── Extracted information ──

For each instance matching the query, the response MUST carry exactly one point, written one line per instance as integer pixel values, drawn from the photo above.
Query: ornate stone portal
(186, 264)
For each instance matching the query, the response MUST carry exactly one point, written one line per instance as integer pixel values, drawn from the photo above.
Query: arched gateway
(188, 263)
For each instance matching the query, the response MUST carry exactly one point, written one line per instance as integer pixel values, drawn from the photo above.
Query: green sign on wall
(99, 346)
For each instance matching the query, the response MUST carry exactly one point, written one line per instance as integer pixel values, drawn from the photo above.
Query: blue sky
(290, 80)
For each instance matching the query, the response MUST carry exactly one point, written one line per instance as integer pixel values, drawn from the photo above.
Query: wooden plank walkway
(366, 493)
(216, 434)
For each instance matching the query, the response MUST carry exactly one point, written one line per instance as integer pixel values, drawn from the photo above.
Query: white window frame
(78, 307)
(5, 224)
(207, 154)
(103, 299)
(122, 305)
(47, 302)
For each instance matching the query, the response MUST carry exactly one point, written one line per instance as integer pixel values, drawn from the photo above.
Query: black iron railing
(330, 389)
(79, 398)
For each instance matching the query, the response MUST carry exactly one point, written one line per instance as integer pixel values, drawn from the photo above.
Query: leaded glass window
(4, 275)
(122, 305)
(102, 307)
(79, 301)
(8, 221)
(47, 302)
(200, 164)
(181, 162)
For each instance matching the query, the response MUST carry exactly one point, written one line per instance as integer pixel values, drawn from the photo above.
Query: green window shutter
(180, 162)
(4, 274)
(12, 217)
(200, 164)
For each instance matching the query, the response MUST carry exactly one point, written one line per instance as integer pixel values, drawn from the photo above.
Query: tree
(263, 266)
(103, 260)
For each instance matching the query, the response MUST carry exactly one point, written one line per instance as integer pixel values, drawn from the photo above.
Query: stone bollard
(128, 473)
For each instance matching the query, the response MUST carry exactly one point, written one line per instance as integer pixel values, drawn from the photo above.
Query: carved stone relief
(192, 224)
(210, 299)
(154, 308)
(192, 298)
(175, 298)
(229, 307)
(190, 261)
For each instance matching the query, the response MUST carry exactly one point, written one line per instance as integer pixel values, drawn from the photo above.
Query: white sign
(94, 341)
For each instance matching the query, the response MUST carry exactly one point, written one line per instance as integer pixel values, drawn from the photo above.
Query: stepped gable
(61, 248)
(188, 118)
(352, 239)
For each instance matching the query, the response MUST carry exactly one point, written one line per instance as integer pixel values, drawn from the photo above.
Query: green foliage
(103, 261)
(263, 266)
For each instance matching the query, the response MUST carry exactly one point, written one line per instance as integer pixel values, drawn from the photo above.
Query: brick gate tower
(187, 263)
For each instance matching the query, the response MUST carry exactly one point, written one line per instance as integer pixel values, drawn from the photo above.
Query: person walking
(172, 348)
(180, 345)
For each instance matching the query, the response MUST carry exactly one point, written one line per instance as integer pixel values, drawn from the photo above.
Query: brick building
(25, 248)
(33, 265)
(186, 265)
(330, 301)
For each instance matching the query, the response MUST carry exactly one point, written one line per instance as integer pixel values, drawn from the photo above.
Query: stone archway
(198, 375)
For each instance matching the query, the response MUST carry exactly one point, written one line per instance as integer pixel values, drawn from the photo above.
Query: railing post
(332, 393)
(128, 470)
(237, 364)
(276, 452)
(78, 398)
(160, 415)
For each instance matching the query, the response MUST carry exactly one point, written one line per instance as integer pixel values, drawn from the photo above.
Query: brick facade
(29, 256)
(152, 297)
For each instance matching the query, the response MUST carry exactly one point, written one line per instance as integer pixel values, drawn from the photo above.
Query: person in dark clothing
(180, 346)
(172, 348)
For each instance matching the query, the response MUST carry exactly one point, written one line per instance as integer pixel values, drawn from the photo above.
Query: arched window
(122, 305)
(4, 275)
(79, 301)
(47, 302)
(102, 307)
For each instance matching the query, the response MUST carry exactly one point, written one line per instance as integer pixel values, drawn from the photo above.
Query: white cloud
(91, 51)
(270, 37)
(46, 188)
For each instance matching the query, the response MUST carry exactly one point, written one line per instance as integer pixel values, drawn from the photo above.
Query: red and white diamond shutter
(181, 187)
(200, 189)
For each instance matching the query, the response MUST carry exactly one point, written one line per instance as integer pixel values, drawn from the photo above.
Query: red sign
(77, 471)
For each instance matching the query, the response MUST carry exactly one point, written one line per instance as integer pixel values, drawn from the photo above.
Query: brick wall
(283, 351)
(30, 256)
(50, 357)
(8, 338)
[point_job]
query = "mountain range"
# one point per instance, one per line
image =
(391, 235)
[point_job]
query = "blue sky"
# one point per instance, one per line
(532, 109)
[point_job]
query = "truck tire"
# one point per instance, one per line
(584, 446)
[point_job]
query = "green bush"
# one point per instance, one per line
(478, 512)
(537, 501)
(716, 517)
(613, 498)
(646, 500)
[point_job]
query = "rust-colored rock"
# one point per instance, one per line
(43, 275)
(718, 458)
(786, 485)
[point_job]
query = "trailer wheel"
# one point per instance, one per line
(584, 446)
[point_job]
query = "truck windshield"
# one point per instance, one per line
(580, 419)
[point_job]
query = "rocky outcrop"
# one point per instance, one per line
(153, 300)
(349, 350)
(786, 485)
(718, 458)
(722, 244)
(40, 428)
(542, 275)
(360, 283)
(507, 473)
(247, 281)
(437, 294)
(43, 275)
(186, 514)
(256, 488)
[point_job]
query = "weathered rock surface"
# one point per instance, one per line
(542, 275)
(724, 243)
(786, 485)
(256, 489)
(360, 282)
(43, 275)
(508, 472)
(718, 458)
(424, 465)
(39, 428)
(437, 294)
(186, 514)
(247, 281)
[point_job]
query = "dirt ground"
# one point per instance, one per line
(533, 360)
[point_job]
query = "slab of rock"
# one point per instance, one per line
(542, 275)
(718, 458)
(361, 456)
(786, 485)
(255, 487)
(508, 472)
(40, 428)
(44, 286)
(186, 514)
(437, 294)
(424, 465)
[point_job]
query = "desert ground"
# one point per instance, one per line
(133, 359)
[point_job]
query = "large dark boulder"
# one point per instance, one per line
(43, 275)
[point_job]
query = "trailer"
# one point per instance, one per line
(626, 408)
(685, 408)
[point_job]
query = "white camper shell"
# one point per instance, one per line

───

**What to produce:**
Reproduce each entry word for word.

**The answer:**
For each instance matching the query, the response MUST carry exactly one point, written one line per instance as integer pixel values, drawn from the photo above.
Query: ornate stone portal
(186, 264)
For each instance matching the query, the response MUST carry exactly one point, written one line per instance as integer pixel values, drawn from the photo above.
Query: arched gateway
(188, 263)
For each instance matching the query, the response MUST carry exactly one point, written one line per instance as integer pixel values, drawn from the photo above.
Query: green sign on wall
(99, 346)
For each instance matching the query, the response MUST carry exactly one point, written one line per instance as integer pixel values, drawn from the photo above.
Query: blue sky
(290, 80)
For each instance matching the query, the response MUST carry exactly one point, written one line per instance as integer pixel values, drawn from the photo above.
Query: wooden plank walkway
(366, 493)
(216, 434)
For each instance matching the query, the response MUST carry exactly one point, written one line per instance as integer pixel values, drawn from the photo above.
Query: white window frame
(78, 307)
(5, 224)
(207, 154)
(103, 299)
(122, 305)
(47, 302)
For each instance matching the query, the response MUST carry exactly one point, written one line per instance as integer pixel values, drawn from the photo above.
Query: black iron railing
(330, 389)
(79, 398)
For each instance matching the query, the response MUST carry exactly one point, written one line per instance as integer pixel values, drawn from the photo above.
Query: leaded glass window
(4, 275)
(122, 305)
(102, 307)
(79, 301)
(8, 221)
(47, 302)
(200, 164)
(181, 162)
For each instance matching the query, the response MUST carry exactly one point, written one line per instance as integer pixel values, drawn from the photo above.
Query: green window shutter
(180, 162)
(4, 274)
(12, 217)
(200, 164)
For each instance matching the query, the response MUST carry exactly one point, written one line per instance as integer pixel values, drawn from the photo above.
Query: tree
(263, 266)
(103, 260)
For each instance matching the query, the response MUST carry exactly one point, written one line per instance as integer pixel values, drawn from the photo above.
Query: stone bollard
(128, 473)
For each instance matching the query, the response MUST carry exactly one point, written one line per instance as integer pixel values, drawn from the photo above.
Query: carved stone relief
(192, 224)
(210, 299)
(154, 308)
(192, 298)
(175, 298)
(229, 307)
(190, 261)
For each instance matching the query, the response MUST carry exactly one point, written one line per instance as integer pixel values, drawn from the photo above.
Query: white sign
(94, 341)
For each instance matching the query, the response MUST carry exactly one point, written one line per instance as integer pixel values, drawn from the photo above.
Query: stepped gable
(61, 248)
(188, 118)
(352, 239)
For each instance matching the query, the response MUST carry exactly one point, written one line per instance as integer pixel values, drawn from the photo above.
Query: green foliage
(103, 261)
(263, 266)
For each instance matching the query, the response MUST carry exactly one point, written one line per instance as integer pixel values, drawn from the photo above.
Query: brick gate tower
(187, 263)
For each instance matching the query, the response MUST carry exactly one point, written one line per instance as integer pixel values, drawn from the photo above.
Query: person walking
(172, 348)
(180, 345)
For each instance matching the query, the response MUST carry exactly one point, written one line per instance as integer pixel values, drawn from the photo above.
Query: brick building
(25, 248)
(33, 265)
(186, 265)
(330, 301)
For each instance matching the query, the response MUST carry exactly one point, written one line per instance as integer pixel values, drawn from the photo above.
Query: stone archway
(198, 375)
For each instance matching the query, the response MUST carry exactly one point, written one line per instance as integer pixel values, drawn from the photo above.
Query: railing post
(332, 393)
(128, 470)
(237, 364)
(276, 452)
(78, 398)
(160, 415)
For each instance matching the query, the response MUST carry exactly one point, written one line per instance as integer pixel values, drawn from the photo above.
Query: brick facade
(29, 256)
(152, 297)
For each instance matching the query, the response MUST carry exactly one point, written one line per instance as integer pixel values, drawn from the photo above.
Query: person in dark clothing
(180, 346)
(172, 348)
For each instance matching the query, the response MUST carry exactly one point, written one line per instance as integer pixel values, drawn from the photo above.
Query: arched window
(122, 305)
(4, 275)
(79, 301)
(47, 302)
(102, 307)
For each instance matching the query, the response MUST carry exactly one point, written one line per instance as integer pixel values, drawn from the photo above.
Query: white cloud
(91, 51)
(270, 37)
(46, 188)
For each instance matching the query, the response MUST carry exactly one point, written one line per instance as integer pixel values, drawn from the photo above.
Query: red and white diamond shutter
(181, 187)
(200, 189)
For each instance matching the query, the response MUST carry exactly one point, written one line per instance as integer pixel values, drawn from the photo above.
Query: red sign
(77, 471)
For each instance matching the query, the response MUST carry exactly one point, written one line per instance as integer pixel values, drawn from the photo above.
Query: brick wall
(283, 351)
(30, 256)
(50, 357)
(8, 338)
[point_job]
query = "mountain range"
# one point per instance, one per line
image =
(391, 235)
[point_job]
query = "blue sky"
# one point per instance, one per line
(532, 109)
[point_job]
query = "truck tire"
# one point per instance, one per line
(584, 446)
[point_job]
query = "green bush"
# one point per instance, one per line
(478, 512)
(537, 501)
(716, 517)
(613, 498)
(646, 500)
[point_job]
query = "rust-colored rock"
# one point per instance, one per line
(43, 275)
(718, 458)
(786, 485)
[point_job]
query = "trailer wheel"
# one point per instance, one per line
(584, 446)
[point_job]
query = "truck windshield"
# one point per instance, one per line
(580, 419)
[point_job]
query = "rocky outcrop"
# one point per instance, one per line
(153, 300)
(349, 350)
(786, 485)
(718, 458)
(722, 244)
(40, 428)
(542, 275)
(360, 283)
(507, 473)
(247, 281)
(437, 294)
(43, 275)
(186, 514)
(256, 488)
[point_job]
query = "weathered rock surface"
# one point per instance, one per line
(542, 275)
(724, 243)
(786, 485)
(256, 489)
(360, 282)
(43, 275)
(508, 472)
(718, 458)
(424, 465)
(39, 428)
(437, 294)
(186, 514)
(247, 281)
[point_job]
query = "dirt ground"
# one point per instance, one per line
(533, 360)
[point_job]
query = "slab of rock"
# one point per instance, one per line
(542, 275)
(718, 458)
(361, 456)
(786, 485)
(255, 487)
(508, 472)
(40, 428)
(44, 286)
(186, 514)
(437, 294)
(424, 465)
[point_job]
query = "desert ground"
# one point per instance, one per line
(133, 359)
[point_job]
query = "large dark boulder"
# one point per instance, one per line
(43, 275)
[point_job]
query = "trailer"
# one point per instance, one per line
(626, 408)
(685, 408)
[point_job]
query = "white camper shell"
# one point per instance, one per line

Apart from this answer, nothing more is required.